To do.
Copy out every line of the listing below word for word.

Rows from a box labeling dataset:
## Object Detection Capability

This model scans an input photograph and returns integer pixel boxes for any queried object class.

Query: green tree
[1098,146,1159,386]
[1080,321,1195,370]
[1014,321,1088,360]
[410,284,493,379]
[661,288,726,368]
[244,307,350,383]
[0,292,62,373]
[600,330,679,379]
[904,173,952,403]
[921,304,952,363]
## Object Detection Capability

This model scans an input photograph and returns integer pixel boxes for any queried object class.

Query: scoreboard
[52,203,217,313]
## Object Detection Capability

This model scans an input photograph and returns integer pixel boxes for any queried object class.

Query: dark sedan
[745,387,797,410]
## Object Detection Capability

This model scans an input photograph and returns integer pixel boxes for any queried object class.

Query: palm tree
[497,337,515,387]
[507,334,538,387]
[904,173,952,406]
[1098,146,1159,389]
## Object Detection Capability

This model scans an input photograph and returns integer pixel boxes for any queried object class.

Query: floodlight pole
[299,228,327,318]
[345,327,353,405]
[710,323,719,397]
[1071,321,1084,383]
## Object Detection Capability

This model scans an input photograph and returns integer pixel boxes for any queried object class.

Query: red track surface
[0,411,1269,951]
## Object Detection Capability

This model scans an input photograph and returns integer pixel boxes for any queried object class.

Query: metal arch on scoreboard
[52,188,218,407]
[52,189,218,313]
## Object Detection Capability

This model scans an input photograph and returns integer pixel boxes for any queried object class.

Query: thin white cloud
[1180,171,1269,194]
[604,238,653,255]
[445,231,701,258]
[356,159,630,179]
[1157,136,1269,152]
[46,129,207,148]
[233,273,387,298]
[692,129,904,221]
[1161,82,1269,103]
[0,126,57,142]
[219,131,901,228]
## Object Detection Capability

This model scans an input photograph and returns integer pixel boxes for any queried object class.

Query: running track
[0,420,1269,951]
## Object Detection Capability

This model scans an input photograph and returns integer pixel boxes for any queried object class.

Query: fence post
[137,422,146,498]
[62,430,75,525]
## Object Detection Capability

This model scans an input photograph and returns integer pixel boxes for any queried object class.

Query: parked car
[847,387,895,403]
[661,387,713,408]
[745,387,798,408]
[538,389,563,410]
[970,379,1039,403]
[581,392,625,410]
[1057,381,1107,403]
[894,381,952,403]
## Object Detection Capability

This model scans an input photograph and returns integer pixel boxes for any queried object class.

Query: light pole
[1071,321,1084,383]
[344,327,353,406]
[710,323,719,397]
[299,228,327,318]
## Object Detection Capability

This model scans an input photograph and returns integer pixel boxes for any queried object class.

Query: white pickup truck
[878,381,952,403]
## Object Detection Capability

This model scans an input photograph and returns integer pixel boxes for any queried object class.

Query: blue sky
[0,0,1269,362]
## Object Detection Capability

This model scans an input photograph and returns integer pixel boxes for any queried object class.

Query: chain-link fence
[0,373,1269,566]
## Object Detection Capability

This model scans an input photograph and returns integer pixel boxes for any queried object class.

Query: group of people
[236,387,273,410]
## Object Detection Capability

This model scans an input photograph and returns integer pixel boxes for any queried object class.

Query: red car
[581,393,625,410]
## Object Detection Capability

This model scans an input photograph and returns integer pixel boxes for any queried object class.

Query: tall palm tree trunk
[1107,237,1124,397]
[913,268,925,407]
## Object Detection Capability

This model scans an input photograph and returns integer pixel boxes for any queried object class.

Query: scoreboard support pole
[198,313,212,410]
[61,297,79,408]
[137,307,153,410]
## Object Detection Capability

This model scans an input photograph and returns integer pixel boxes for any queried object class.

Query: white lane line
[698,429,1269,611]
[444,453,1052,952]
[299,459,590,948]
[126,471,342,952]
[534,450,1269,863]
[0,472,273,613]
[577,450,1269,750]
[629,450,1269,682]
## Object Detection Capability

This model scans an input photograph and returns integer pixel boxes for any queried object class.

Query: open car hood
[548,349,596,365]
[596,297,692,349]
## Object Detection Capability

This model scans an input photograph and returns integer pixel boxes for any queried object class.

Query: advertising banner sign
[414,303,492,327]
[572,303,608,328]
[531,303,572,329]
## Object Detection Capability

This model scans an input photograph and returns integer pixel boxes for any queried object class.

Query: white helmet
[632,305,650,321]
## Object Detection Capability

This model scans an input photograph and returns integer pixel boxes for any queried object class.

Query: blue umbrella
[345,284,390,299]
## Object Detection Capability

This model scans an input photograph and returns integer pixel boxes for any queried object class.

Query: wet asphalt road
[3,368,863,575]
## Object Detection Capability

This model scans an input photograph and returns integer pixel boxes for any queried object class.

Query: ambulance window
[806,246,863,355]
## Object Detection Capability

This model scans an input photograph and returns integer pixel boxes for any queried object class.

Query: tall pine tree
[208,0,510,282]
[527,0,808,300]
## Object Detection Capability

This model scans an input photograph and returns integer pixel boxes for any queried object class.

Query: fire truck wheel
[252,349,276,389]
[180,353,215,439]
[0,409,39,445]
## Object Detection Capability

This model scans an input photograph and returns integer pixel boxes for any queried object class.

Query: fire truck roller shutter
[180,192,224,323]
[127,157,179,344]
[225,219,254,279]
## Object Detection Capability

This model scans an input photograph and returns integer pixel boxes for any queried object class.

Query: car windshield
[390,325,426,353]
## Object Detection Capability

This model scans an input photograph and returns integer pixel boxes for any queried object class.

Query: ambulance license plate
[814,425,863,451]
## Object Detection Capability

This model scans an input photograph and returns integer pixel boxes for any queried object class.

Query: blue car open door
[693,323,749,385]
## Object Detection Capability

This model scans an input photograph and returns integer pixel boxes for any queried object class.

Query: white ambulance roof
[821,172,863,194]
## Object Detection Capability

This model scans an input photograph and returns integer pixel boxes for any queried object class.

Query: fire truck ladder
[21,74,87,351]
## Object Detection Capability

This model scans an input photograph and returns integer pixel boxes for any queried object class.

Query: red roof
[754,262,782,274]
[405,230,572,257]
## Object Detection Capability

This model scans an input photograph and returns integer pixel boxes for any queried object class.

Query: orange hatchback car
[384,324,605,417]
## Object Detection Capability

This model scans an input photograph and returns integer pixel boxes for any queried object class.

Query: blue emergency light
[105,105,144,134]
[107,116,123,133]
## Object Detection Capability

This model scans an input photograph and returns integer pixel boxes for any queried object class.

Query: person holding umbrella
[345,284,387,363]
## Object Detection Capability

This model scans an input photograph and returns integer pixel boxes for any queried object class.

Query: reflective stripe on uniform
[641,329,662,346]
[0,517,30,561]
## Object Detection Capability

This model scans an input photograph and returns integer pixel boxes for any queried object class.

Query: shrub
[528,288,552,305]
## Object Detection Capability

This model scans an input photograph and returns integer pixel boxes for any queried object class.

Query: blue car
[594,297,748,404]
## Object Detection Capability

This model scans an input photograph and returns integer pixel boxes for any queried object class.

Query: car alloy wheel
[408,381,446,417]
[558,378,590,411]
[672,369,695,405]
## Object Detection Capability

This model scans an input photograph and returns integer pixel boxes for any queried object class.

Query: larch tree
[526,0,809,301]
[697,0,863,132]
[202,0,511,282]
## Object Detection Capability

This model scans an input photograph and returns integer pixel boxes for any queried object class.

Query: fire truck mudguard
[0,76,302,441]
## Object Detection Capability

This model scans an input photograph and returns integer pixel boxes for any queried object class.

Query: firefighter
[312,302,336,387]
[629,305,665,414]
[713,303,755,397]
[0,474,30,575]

Response.
## Object Detection Capability

This model scans an input photograph and returns integer pixel boxes for any queried object class.

Query: green tree
[1098,146,1159,386]
[1080,321,1195,370]
[1014,321,1088,360]
[410,284,493,379]
[661,288,726,368]
[244,307,350,383]
[0,292,62,373]
[600,330,679,379]
[904,173,952,403]
[921,304,952,363]
## Object Detection Capability

This model scans an input photograph and returns integer pixel boxes for any queried object class.

Query: scoreboard
[52,203,217,313]
## Object Detection Capability

This model scans an input photograph and returns integer pixel boxes for any queried object class.

Query: dark sedan
[745,387,797,410]
## Object Detection Capability

This model scans an input photograph and returns integer pixel boxes for any queried object class.

Query: palm tree
[497,337,515,387]
[507,334,538,387]
[904,173,952,406]
[1098,146,1159,389]
## Object Detection Capability

This model scans an input photograph and returns integer pixel boxes for any queried object class.

Query: floodlight pole
[299,228,327,318]
[345,327,353,405]
[710,323,719,397]
[1071,321,1084,383]
## Object Detection Capability

This model scans an input photograph and returns integer pixel boxes for any queried object class.

Query: red track surface
[0,411,1269,951]
## Object Detection Capability

This model scans an input photograph and returns integer pixel boxes for any queried object class.

Query: metal arch on scoreboard
[52,188,218,407]
[52,189,218,313]
## Object Detection Capability

This model scans an input photograph and returns integer pixel boxes for any queried object class.

Query: thin white cloud
[1180,171,1269,194]
[604,238,653,255]
[445,231,701,258]
[356,159,630,179]
[1157,136,1269,152]
[46,129,207,148]
[233,273,387,298]
[692,129,904,221]
[1161,82,1269,103]
[0,126,57,142]
[219,131,901,228]
## Object Detection Capability

This model scans an input photograph and returns integer pixel boxes for any queried object class.

Query: running track
[0,420,1269,951]
## Object Detection Capability

This model scans an input photograph and returns integer pixel boxes for any queried object class.

Query: fence post
[137,422,146,498]
[62,430,75,525]
## Object Detection Capability

This model scans an input photograph and returns integer pixel boxes for any queried object class.

Query: parked car
[847,387,895,403]
[661,387,713,408]
[745,387,798,408]
[538,389,563,410]
[970,379,1039,403]
[581,392,625,410]
[1057,381,1107,403]
[894,381,952,403]
## Object Detection Capability

This model scans an input photograph and returns integer pixel boxes for any queried object class.

Query: light pole
[1071,321,1084,383]
[344,327,353,406]
[710,323,719,397]
[299,228,327,318]
## Object Detection Capability

This model scans an input photograph and returns integer pixel boxes for any queried object class.

Query: white pickup truck
[878,381,952,403]
## Object Detection Capability

This model scans an input photograph and returns integer pixel boxes for any queried object class.

Query: blue sky
[0,0,1269,362]
## Object Detection Capability

This model scans an input photograph and returns integer pixel boxes for any queried object class.

Query: chain-link fence
[0,373,1269,566]
## Object Detection Capability

This model scans an input photograph and returns integer pixel boxes for any queried object class.

Query: group of people
[236,387,273,410]
## Object Detection Capability

This model scans an input photograph and returns integer pixel boxes for any queried object class.

Query: red car
[581,393,625,410]
## Object Detection Capability

This model scans an input photograph and returns integer pixel boxes for any queried object class.

Query: tall palm tree trunk
[1107,237,1124,397]
[913,268,925,407]
## Object Detection Capability

This model scans an input photograph and returns integer pixel boxes for any queried object class.

Query: scoreboard support pole
[198,313,212,410]
[61,297,79,408]
[137,307,153,410]
## Object Detection Capability

This model scans an input photograph and returns integer pixel boxes for any queried object class.

Query: white lane line
[698,429,1269,611]
[444,453,1052,952]
[299,459,590,948]
[126,471,342,952]
[534,450,1269,863]
[0,472,273,613]
[577,450,1269,750]
[629,450,1269,682]
## Object Detection Capability

This model scans an input photograph and returns integer pixel boxes for any queried object class.

Query: open car hood
[548,349,596,365]
[596,297,692,349]
## Object Detection Capability

This model scans an input photograph and returns integer pixel boxes for any queried object class.

Query: advertising banner sign
[414,303,492,327]
[572,303,608,328]
[531,303,572,329]
## Object Detection Capability

This model scans an input photograph and returns integer pixel boxes for any queried object class.

Query: white helmet
[632,305,650,321]
## Object Detection Capability

This model scans an input photograph and returns integer pixel boxes for any queried object class.

Query: blue umbrella
[345,284,390,299]
## Object Detection Capability

This model scans an input photograph and returns integer pixel boxes for any queried object class.

Query: wet asphalt road
[3,368,863,575]
## Object Detection Capability

This model scans an input photograph and returns integer pixel boxes for any queried object class.

Query: ambulance window
[806,246,863,355]
## Object Detection Capability

This model scans an input photograph and returns integer pixel boxes for any queried object class.

Query: tall pine tree
[208,0,510,282]
[527,0,808,300]
## Object Detection Capability

This model scans an input photograph and returns integer pixel boxes for any queried object class.

Query: fire truck wheel
[252,349,276,389]
[180,353,215,439]
[0,409,39,445]
## Object Detection Capability

This model scans an input photograph and returns integer pixel boxes for any queried object class.

Query: fire truck roller shutter
[180,192,224,323]
[127,157,179,344]
[225,219,254,279]
## Object Detection Capability

This model scans an input photograph and returns integer pixel boxes for any queried object class.

Query: car windshield
[390,325,426,353]
## Object Detection Capability

This model scans an input photograph and returns integer pixel boxes for any queried object class.

Query: ambulance license plate
[814,425,863,451]
## Object Detection Capability

This model scans an input photograph and returns integer pixel boxes for any queried object class.

Query: blue car open door
[693,323,749,385]
## Object Detection Capability

This model scans an input photograph and returns integer pixel boxes for any queried object class.

Query: white ambulance roof
[821,172,863,194]
## Object Detection Capability

This model scans an input photograph and returns integer pixel boxes for any queried object class.

Query: fire truck ladder
[21,74,87,351]
## Object Detection Capability

This model scans an input photograph and returns integer pixel boxes for any queried object class.

Query: red roof
[754,262,782,274]
[405,230,572,257]
## Object Detection Capability

This model scans an input photograph and returns integer pixel boxes for any queried object class.

Query: orange hatchback car
[384,324,605,417]
## Object Detection Capability

This model scans an input photograph and returns integer pixel boxes for any queried object class.

Query: blue emergency light
[105,105,144,134]
[107,116,123,133]
## Object Detection Capability

This model scans an input photograph and returns integer pixel boxes for any queried object class.

Query: person holding umbrella
[345,284,387,363]
## Object Detection Capability

This model scans an input photograph and returns integer pixel boxes for any queried object class.

Query: reflective stripe on uniform
[641,329,662,346]
[0,517,30,561]
## Object Detection Capability

This model scans an input photograph and returns integer pixel boxes for any queried object class.

Query: shrub
[528,288,552,305]
## Object Detection Capability

This model scans an input photograph and returns integer pixel boxes for any queried object class.

Query: blue car
[594,297,748,404]
## Object Detection Capability

This model scans an input photograph and returns integer pixel boxes for any queried object class.

Query: car alloy wheel
[408,381,446,417]
[558,378,590,411]
[672,369,695,405]
## Object Detection Capability

This model scans an input photograph and returns integer pixel boxes for any queried object class.

Query: larch tree
[526,0,809,301]
[697,0,863,132]
[202,0,511,282]
## Object Detection Capability

This model scans an input photograph and returns integer pixel boxes for any queried object class.

Query: fire truck mudguard
[0,76,302,441]
## Object Detection Capability

This model scans an input photograph and returns integer pixel boxes for any queried object class.

Query: firefighter
[312,302,336,387]
[629,305,665,414]
[713,303,755,397]
[0,474,30,575]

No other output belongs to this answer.